Work to be completed. Emit the line that holds "Query provided: insect body" and all lines following it through the end of the data, verbatim, and nothing else.

[Dataset records Boundary: Start]

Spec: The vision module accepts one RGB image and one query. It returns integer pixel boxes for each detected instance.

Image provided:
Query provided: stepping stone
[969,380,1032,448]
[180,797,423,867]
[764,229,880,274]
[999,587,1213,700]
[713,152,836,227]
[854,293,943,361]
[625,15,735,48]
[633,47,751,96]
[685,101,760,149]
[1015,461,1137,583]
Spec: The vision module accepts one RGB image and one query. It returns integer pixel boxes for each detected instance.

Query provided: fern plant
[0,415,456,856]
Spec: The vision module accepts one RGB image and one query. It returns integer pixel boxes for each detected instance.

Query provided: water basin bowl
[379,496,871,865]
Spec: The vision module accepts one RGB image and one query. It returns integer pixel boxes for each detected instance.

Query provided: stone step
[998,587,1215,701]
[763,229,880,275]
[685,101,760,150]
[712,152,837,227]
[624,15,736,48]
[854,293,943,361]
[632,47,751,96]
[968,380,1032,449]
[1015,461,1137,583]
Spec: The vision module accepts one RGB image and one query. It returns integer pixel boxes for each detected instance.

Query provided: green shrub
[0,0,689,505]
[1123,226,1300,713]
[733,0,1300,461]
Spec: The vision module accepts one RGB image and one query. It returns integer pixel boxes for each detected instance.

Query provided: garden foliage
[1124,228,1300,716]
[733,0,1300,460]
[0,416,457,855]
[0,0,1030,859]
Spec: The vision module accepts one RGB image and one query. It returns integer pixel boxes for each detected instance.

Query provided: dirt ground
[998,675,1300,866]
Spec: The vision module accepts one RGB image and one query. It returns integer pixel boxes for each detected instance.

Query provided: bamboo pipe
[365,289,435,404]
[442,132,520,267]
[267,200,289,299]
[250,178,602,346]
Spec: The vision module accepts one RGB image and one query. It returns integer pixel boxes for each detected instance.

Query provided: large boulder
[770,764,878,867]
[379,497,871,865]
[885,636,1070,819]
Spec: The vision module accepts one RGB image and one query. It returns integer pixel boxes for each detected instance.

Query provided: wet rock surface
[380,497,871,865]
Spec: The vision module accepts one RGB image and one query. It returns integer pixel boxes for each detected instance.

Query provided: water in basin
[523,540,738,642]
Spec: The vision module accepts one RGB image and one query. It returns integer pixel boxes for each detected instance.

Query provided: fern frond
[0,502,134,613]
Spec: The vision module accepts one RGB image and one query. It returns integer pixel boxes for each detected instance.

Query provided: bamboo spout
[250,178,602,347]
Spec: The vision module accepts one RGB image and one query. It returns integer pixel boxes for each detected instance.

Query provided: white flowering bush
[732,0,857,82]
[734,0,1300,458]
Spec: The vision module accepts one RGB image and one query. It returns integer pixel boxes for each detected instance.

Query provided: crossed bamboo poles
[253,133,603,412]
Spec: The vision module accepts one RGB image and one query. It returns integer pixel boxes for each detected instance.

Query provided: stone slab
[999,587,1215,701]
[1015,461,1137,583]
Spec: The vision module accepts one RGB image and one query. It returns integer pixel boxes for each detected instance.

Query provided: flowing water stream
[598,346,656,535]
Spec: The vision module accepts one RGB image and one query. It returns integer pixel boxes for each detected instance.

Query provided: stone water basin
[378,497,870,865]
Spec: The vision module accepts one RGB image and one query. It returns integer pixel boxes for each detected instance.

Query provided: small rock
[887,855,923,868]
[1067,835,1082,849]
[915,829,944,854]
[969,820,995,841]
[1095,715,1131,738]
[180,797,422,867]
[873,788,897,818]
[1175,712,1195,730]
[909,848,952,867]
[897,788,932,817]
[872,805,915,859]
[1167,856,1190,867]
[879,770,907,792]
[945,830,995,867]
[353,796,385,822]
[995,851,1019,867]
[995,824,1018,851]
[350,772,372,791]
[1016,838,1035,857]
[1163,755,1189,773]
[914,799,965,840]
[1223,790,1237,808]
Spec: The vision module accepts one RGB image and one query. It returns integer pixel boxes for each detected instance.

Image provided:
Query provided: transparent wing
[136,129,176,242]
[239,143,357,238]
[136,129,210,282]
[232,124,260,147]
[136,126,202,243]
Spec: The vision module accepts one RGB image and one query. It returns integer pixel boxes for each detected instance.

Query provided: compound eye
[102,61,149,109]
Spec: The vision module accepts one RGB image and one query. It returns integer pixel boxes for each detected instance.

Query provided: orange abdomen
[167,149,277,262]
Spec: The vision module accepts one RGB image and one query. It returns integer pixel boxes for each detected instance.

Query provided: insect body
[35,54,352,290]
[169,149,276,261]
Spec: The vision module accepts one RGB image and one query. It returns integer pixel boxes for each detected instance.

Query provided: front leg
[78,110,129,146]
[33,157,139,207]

[Dataset records Boundary: End]

Answer to this exercise.
Query provided: insect body
[35,54,352,290]
[169,149,276,261]
Spec: The vision module accepts one RGB image and one query. It returns integer pixel boxes for each detected instance.

Query provided: front leg
[78,110,129,146]
[33,157,139,207]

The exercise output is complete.